**EXERCISES TO COMPLETE:**
- A) Answer these about the article on Renault's Megane ad campaign, one line each:
(i) Which Lancashire village does the actor Claude visit in the ad?
(ii) What keywords from the ad does the article give as an example of what people might search for?
(iii) Who appears in the second search result, showing disgust at the ad campaign?
- B) Can you take the article on Renault's Megane ad campaign further, continuing from its last sentence?

**READING PASSAGE:**
== Segment start ==

Renault launched its latest TV ad this week, part of a multichannel campaign which also features YouTube videos, websites, print ads, a Facebook group and more...
Viewers of the TV ad are invited to visit the URL themeganeexperiement.com to find out more. The problem is, depending how users enter this URL or related brand terms, they may not get to the page that Renault wants them to.
The ad stars a French actor called Claude, who visits the Lancashire village of Gisburn to convince the inhabitants that their lack of 'joie de vivre' is related to the fact that very few people have a Megane.
When people see a web address on a TV or print ad and decide to act on it, they have a number of possible options:
- Enter the full URL into the browser.
- Enter the full or partial URL into a search engine.
- Search for the keywords in the URL or ad, in this case 'Megane experiment'
- Search for the brand name.
The top result leads to this page, while the second is Rod Liddle showing his disgust at the ad campaign. Someone else has the domain meganeexperiement.com:
Pages like this are also the top results for several variations on 'Megane experiment'. Basically, unless people type the exact URL or 'megane experiment' with a space between the words, they won't see what Renault wants them too.

== Segment end ==

**GIVEN DATA:**
== Segment start ==

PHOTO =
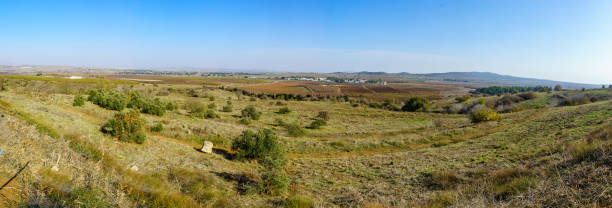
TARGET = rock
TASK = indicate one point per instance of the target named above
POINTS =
(207, 147)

== Segment end ==

**ANSWERS PER TASK:**
- A)
(i) Gisburn
(ii) 'Megane experiment'
(iii) Rod Liddle

- B)
Even typing 'Megane', which I'm sure plenty of people will do, doesn't lead you to the Megane Experiment site, just the main Renault website.
When people choose to act on a TV ad, they are more likely to enter brand-related keywords into a search engine rather than go to the trouble of entering the whole URL, so by not owning related domain names, and not buying search ads for all related terms, they are missing out on a number of leads.
With the costs of creating ads and buying airtime (the one I saw was during the ad break on Channel 4's Location, Location, Location), it seems a waste not to cover all bases and make sure that all related keywords and phrases lead to the correct page.